(Some items)

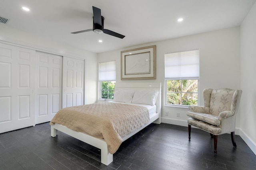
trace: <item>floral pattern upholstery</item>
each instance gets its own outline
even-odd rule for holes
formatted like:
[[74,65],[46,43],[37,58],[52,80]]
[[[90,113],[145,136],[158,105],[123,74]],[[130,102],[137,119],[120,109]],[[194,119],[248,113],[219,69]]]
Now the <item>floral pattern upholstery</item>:
[[[192,118],[188,123],[215,135],[234,131],[235,119],[232,117],[237,112],[242,92],[228,88],[204,89],[204,106],[188,107],[190,111],[187,115]],[[228,124],[222,125],[223,119]]]

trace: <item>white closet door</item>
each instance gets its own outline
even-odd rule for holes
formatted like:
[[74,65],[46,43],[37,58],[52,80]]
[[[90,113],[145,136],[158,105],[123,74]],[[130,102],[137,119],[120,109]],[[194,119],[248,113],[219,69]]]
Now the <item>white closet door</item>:
[[84,104],[84,60],[63,57],[62,108]]
[[35,55],[0,43],[0,133],[35,124]]
[[62,57],[36,51],[36,124],[50,121],[61,108]]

Written problem: Please find every line in the items above that contains the word "closet" and copy each one.

Response below:
trace: <item>white closet door</item>
Now the <item>white closet door</item>:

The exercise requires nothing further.